* _What needs to be done_:
Set the records down again. Match every line exactly.

==== Data records

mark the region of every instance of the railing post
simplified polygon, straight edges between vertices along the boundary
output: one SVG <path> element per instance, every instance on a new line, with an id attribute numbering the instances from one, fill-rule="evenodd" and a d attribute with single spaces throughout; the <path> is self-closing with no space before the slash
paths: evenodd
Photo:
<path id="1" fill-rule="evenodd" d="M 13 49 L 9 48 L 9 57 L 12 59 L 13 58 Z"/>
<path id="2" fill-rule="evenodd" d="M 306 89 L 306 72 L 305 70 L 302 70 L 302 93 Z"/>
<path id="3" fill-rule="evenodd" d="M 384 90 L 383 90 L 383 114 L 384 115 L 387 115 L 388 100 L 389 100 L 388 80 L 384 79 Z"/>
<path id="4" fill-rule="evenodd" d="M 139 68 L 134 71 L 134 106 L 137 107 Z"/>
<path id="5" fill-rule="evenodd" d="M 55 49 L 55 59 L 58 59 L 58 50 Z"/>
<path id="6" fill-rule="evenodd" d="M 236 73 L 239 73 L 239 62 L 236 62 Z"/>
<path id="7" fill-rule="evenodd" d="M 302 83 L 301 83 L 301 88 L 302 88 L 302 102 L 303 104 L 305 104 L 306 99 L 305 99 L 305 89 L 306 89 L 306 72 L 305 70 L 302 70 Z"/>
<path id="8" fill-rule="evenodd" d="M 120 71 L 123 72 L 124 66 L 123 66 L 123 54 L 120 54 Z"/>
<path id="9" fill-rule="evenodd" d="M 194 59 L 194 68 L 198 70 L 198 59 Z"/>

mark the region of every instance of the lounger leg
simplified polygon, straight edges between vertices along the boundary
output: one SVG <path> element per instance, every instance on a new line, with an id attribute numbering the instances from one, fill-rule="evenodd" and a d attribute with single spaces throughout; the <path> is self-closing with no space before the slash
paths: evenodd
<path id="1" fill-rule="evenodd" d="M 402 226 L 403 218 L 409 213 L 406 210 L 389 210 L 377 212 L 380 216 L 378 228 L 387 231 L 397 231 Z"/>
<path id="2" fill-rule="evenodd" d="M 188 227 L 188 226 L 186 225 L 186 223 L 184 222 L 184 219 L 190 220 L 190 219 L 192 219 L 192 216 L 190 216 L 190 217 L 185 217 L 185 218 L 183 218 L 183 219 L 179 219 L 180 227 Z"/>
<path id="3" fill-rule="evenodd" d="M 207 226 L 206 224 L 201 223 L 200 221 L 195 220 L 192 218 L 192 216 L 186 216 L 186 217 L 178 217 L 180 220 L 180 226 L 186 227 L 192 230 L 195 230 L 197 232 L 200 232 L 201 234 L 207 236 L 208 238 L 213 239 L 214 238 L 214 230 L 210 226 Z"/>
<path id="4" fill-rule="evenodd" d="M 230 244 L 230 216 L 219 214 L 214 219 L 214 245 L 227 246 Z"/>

========

* _Response for this exercise_:
mark the region of every instance of the railing post
simplified polygon, straight edges between vertices along the boundary
output: one SVG <path> element per instance, every instance on a new line, with an id attribute numbering the instances from one, fill-rule="evenodd" and a d attribute with single spaces throughout; the <path> is self-closing with no space before the slash
paths: evenodd
Photo:
<path id="1" fill-rule="evenodd" d="M 13 49 L 9 48 L 9 57 L 12 59 L 13 58 Z"/>
<path id="2" fill-rule="evenodd" d="M 306 89 L 306 72 L 305 70 L 302 70 L 302 93 Z"/>
<path id="3" fill-rule="evenodd" d="M 384 90 L 383 90 L 383 114 L 384 115 L 387 115 L 388 100 L 389 100 L 388 80 L 384 79 Z"/>
<path id="4" fill-rule="evenodd" d="M 139 68 L 134 71 L 134 106 L 137 107 Z"/>
<path id="5" fill-rule="evenodd" d="M 55 49 L 55 59 L 58 59 L 58 50 Z"/>
<path id="6" fill-rule="evenodd" d="M 236 73 L 239 73 L 239 62 L 236 62 Z"/>
<path id="7" fill-rule="evenodd" d="M 302 83 L 301 83 L 301 88 L 302 88 L 302 102 L 303 104 L 305 104 L 306 99 L 305 99 L 305 89 L 306 89 L 306 72 L 305 70 L 302 70 Z"/>
<path id="8" fill-rule="evenodd" d="M 120 71 L 123 72 L 124 66 L 123 66 L 123 54 L 120 54 Z"/>
<path id="9" fill-rule="evenodd" d="M 194 59 L 194 68 L 198 70 L 198 59 Z"/>

mark the region of every instance of the lounger leg
simplified polygon, straight edges between vertices along the boundary
output: one SVG <path> element per instance, every instance on a new line, with an id attribute numbering the instances from one, fill-rule="evenodd" and a d attribute with single spaces throughout; the <path> is self-closing with no space before the slash
paths: evenodd
<path id="1" fill-rule="evenodd" d="M 402 226 L 403 218 L 409 213 L 406 210 L 389 210 L 377 212 L 380 216 L 378 228 L 387 231 L 397 231 Z"/>
<path id="2" fill-rule="evenodd" d="M 188 227 L 188 226 L 186 225 L 186 223 L 184 222 L 184 219 L 190 220 L 190 219 L 192 219 L 192 216 L 190 216 L 190 217 L 185 217 L 185 218 L 183 218 L 183 219 L 179 219 L 180 227 Z"/>
<path id="3" fill-rule="evenodd" d="M 207 226 L 206 224 L 201 223 L 200 221 L 195 220 L 192 218 L 192 216 L 186 216 L 186 217 L 178 217 L 180 220 L 180 226 L 186 227 L 192 230 L 195 230 L 197 232 L 200 232 L 201 234 L 207 236 L 208 238 L 213 239 L 214 238 L 214 230 L 210 226 Z"/>
<path id="4" fill-rule="evenodd" d="M 230 244 L 230 216 L 219 214 L 214 219 L 214 245 L 227 246 Z"/>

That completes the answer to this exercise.